**Goal of the exercise:**
Read through the listing below, and copy every line where the string "parked" appears.

____________

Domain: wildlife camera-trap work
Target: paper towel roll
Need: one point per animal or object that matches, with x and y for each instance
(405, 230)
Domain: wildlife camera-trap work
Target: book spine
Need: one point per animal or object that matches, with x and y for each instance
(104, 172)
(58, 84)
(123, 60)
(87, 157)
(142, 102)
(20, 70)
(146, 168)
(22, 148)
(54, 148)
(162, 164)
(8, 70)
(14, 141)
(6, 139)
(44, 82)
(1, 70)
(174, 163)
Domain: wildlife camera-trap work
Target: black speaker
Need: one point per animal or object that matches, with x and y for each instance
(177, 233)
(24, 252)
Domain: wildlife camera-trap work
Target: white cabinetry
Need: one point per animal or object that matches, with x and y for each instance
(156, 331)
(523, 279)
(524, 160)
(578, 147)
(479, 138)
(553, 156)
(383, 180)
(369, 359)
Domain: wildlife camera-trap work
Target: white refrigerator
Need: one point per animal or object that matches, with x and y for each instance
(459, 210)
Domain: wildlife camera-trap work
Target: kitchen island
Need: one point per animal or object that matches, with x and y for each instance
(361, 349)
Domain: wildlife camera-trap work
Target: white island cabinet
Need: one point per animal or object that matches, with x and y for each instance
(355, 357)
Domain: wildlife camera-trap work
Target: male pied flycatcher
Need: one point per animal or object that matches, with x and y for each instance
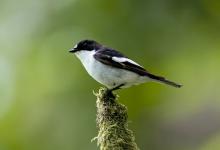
(111, 68)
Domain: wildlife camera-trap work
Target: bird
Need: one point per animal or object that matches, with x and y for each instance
(111, 68)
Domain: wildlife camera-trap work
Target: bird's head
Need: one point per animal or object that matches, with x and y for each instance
(85, 45)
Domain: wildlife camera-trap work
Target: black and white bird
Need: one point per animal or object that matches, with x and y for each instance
(111, 68)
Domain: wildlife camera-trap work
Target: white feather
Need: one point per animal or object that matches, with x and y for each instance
(107, 75)
(123, 59)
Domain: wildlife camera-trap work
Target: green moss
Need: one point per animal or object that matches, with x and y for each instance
(112, 124)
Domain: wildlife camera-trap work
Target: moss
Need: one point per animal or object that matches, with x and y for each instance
(112, 123)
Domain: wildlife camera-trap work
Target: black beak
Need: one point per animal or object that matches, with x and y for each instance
(73, 50)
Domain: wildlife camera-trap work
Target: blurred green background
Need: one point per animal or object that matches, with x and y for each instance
(46, 100)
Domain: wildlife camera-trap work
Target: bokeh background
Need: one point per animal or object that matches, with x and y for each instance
(46, 100)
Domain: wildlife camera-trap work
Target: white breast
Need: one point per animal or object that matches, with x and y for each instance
(107, 75)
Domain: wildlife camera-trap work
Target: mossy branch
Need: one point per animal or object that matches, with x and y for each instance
(112, 123)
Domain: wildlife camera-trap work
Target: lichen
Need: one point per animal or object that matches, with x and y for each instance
(112, 123)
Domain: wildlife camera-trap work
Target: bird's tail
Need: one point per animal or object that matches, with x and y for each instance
(163, 80)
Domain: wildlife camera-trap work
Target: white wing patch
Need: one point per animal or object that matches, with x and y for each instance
(75, 46)
(123, 59)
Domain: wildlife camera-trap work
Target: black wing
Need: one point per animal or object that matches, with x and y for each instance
(105, 56)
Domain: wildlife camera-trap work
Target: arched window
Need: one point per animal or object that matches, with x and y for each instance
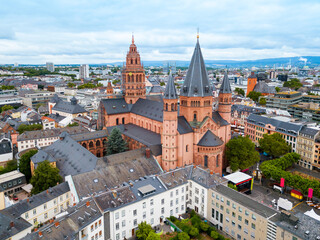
(206, 161)
(217, 161)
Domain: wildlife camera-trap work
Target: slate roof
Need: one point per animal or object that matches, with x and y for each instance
(5, 147)
(170, 92)
(19, 225)
(71, 158)
(29, 135)
(183, 125)
(196, 83)
(68, 107)
(283, 127)
(216, 117)
(115, 106)
(36, 200)
(114, 170)
(148, 108)
(264, 88)
(225, 86)
(70, 225)
(142, 135)
(210, 140)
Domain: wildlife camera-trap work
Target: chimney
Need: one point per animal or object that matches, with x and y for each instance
(148, 153)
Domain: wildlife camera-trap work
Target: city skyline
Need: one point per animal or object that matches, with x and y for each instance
(79, 32)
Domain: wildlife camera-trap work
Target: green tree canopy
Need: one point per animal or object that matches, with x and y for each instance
(240, 91)
(153, 236)
(143, 231)
(262, 101)
(274, 145)
(293, 83)
(6, 108)
(45, 176)
(24, 163)
(241, 153)
(254, 95)
(115, 143)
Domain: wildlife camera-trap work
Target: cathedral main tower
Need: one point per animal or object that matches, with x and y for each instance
(133, 76)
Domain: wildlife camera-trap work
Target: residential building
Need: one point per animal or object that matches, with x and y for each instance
(12, 182)
(83, 221)
(306, 147)
(50, 66)
(42, 138)
(258, 125)
(84, 71)
(282, 100)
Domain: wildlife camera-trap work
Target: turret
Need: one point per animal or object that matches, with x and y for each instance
(170, 124)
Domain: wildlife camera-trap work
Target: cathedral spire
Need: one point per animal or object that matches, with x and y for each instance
(196, 83)
(225, 86)
(170, 91)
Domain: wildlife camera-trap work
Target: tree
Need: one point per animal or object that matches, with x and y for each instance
(6, 108)
(183, 236)
(254, 95)
(45, 176)
(293, 83)
(153, 236)
(115, 143)
(143, 231)
(241, 153)
(240, 91)
(274, 145)
(262, 101)
(194, 232)
(24, 163)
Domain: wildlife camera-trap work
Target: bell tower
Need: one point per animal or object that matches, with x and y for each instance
(169, 136)
(133, 76)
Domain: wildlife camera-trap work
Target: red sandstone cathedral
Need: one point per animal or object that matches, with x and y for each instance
(179, 130)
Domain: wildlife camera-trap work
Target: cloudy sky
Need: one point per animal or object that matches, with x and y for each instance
(99, 31)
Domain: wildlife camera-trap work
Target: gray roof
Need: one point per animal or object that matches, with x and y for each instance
(216, 117)
(36, 200)
(196, 83)
(69, 226)
(246, 201)
(68, 107)
(19, 225)
(142, 135)
(183, 125)
(225, 86)
(5, 147)
(149, 109)
(264, 88)
(115, 105)
(114, 170)
(210, 140)
(71, 158)
(311, 132)
(283, 127)
(170, 92)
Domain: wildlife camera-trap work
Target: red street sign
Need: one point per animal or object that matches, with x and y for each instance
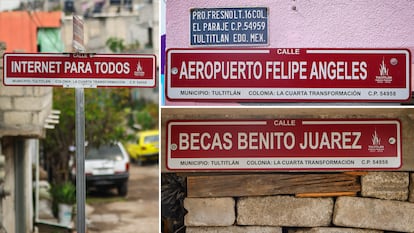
(283, 144)
(79, 70)
(294, 74)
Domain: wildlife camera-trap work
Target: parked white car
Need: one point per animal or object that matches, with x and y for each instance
(107, 167)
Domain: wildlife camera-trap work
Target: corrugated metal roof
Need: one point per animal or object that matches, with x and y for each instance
(18, 29)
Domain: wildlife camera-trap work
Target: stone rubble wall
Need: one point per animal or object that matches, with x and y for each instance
(384, 204)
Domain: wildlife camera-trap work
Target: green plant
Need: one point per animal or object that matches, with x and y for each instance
(64, 193)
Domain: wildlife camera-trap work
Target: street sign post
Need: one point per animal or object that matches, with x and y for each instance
(78, 46)
(283, 144)
(79, 70)
(290, 74)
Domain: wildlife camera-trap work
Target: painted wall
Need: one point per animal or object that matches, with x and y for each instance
(305, 23)
(312, 24)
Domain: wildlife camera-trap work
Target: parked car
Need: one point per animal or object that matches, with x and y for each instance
(107, 167)
(146, 147)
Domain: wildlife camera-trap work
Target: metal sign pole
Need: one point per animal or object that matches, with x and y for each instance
(78, 46)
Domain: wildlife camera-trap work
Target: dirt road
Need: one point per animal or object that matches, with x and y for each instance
(137, 213)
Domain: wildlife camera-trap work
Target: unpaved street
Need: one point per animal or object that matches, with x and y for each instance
(137, 213)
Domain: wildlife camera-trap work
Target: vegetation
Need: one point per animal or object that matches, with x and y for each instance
(64, 193)
(110, 115)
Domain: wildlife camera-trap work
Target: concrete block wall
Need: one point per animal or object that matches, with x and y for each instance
(384, 204)
(23, 110)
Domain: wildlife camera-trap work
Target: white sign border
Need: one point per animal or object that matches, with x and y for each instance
(297, 163)
(271, 94)
(80, 82)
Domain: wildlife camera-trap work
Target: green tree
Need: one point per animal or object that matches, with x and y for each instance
(105, 121)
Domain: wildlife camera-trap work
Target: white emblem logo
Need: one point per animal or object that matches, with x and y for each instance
(383, 76)
(139, 71)
(376, 143)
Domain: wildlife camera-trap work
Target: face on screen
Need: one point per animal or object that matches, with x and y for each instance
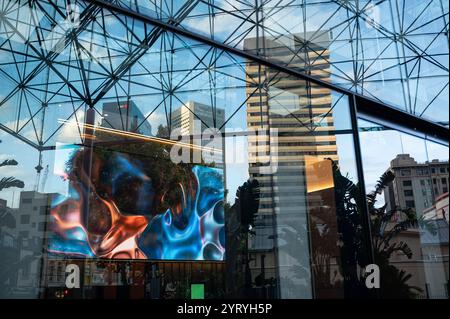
(124, 206)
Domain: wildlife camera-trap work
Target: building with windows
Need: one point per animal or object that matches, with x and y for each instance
(417, 185)
(315, 103)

____________

**Written reply:**
Target: parked white car
Target: parked car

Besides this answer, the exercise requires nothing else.